Problem to solve:
Starting with the line that contains "In this practice step, locate the snail in" and stopping after the line that contains "In this practice step, locate the snail body", return each line below exactly as written, with no others.
Top of Record extracts
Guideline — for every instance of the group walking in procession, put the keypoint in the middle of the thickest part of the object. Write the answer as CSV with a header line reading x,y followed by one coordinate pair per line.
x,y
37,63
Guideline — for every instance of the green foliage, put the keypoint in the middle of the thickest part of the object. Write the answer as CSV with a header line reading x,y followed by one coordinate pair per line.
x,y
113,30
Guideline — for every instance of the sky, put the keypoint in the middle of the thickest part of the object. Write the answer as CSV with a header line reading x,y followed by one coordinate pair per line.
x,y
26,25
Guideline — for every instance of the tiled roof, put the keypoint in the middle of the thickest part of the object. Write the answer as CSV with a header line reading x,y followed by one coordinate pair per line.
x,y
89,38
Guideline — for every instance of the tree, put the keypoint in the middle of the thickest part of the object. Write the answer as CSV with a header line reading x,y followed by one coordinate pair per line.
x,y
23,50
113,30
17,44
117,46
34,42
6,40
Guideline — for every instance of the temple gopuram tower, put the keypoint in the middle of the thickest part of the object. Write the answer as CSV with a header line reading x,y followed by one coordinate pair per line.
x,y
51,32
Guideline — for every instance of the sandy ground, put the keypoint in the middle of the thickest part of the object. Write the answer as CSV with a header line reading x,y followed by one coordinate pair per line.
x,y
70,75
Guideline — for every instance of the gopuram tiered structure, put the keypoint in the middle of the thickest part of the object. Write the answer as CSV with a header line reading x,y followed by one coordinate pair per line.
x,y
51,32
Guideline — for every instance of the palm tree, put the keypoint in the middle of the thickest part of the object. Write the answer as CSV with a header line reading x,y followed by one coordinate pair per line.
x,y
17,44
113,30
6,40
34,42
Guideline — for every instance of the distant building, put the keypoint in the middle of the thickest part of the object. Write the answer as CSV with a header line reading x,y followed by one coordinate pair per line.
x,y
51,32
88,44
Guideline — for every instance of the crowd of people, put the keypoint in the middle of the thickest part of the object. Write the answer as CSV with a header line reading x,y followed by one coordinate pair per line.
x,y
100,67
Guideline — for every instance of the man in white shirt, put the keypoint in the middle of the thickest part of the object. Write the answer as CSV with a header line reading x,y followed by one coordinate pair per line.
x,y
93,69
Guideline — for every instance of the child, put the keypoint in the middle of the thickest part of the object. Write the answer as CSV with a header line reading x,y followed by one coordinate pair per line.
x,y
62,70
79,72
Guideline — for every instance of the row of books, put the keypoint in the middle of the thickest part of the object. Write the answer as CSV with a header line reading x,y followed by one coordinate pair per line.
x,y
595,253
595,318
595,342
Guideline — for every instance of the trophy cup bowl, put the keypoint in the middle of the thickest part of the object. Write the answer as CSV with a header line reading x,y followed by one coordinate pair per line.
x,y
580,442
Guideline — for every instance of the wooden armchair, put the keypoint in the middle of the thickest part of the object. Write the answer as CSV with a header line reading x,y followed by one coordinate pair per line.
Bottom of Record extracts
Top of Record extracts
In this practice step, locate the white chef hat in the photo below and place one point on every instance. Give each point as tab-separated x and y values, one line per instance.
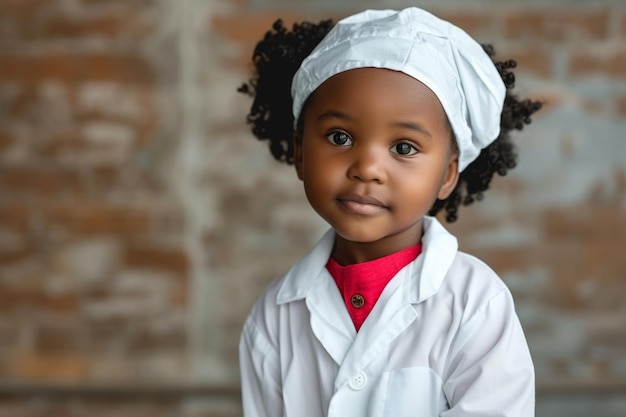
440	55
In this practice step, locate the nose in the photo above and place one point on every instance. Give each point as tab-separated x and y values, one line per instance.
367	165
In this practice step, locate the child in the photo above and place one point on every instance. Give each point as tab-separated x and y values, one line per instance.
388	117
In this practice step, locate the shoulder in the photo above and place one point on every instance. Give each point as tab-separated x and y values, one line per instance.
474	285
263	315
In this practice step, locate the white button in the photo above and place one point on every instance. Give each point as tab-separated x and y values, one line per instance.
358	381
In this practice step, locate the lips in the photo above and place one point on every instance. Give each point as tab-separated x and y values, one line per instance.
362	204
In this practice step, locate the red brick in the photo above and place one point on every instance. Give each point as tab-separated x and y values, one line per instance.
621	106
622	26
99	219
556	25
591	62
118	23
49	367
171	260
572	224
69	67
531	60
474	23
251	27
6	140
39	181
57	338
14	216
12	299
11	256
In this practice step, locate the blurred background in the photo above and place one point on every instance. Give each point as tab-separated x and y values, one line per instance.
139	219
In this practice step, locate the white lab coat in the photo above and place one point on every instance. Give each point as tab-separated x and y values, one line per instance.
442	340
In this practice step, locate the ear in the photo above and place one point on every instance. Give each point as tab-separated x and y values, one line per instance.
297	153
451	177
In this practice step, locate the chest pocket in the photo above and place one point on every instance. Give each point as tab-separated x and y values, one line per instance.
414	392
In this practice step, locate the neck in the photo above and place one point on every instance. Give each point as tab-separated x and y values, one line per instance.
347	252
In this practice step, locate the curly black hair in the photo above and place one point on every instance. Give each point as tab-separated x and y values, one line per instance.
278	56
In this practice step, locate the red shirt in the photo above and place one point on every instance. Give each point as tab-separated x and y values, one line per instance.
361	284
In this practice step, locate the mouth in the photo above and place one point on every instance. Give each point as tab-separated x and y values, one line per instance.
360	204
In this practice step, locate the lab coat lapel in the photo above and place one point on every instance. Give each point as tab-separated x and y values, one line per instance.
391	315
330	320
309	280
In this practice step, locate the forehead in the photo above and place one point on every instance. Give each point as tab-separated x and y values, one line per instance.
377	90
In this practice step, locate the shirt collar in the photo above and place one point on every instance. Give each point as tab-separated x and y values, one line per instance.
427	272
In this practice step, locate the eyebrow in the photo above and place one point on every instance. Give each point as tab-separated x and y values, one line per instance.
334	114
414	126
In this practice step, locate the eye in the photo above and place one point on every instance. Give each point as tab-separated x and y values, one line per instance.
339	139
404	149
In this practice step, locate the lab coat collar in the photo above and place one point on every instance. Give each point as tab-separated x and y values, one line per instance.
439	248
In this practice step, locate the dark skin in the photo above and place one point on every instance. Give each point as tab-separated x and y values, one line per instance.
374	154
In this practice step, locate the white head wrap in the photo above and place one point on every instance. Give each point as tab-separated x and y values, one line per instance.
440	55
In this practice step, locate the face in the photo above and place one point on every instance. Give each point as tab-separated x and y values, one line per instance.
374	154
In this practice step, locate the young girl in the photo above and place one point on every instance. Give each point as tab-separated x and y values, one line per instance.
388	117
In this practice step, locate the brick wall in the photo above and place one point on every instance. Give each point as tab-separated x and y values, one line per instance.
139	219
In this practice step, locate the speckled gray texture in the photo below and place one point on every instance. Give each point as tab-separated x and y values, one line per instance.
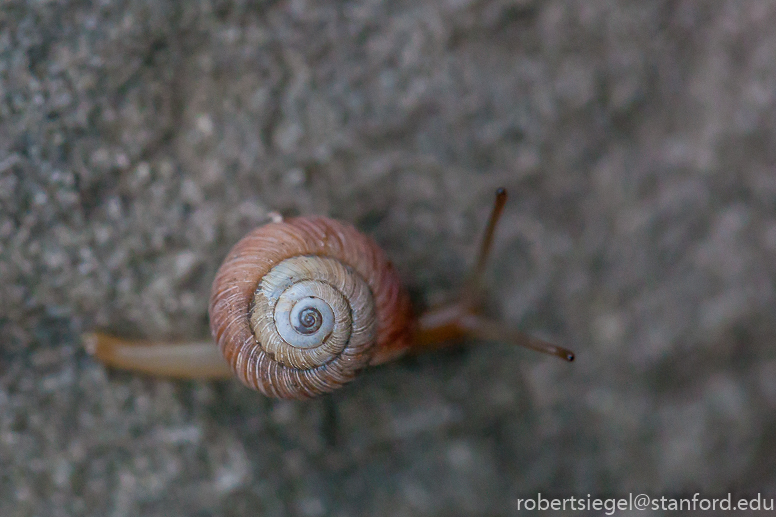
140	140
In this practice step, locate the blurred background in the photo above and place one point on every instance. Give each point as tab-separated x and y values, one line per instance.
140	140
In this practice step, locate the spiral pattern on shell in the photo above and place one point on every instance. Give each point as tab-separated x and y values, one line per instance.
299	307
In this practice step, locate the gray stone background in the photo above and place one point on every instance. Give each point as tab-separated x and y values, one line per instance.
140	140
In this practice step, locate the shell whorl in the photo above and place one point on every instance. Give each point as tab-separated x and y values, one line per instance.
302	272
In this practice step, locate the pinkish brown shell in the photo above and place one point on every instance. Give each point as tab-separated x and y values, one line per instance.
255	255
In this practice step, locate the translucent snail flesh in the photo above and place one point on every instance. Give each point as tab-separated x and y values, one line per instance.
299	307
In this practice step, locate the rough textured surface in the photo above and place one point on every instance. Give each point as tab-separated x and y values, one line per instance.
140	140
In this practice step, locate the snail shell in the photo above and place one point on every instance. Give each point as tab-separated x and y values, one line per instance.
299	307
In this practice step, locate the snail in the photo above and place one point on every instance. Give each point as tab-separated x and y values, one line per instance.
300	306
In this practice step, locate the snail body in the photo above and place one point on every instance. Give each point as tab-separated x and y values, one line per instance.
Bottom of Record extracts
Your response:
In this practice step, locate the snail in the photo above and place one point on every instance. Give each point as tab-separated x and y values, one line per instance.
300	306
In this practice step, locate the snail body in the photo above and place one point on every instance. Give each point as tab-separated x and y values, one line per instance.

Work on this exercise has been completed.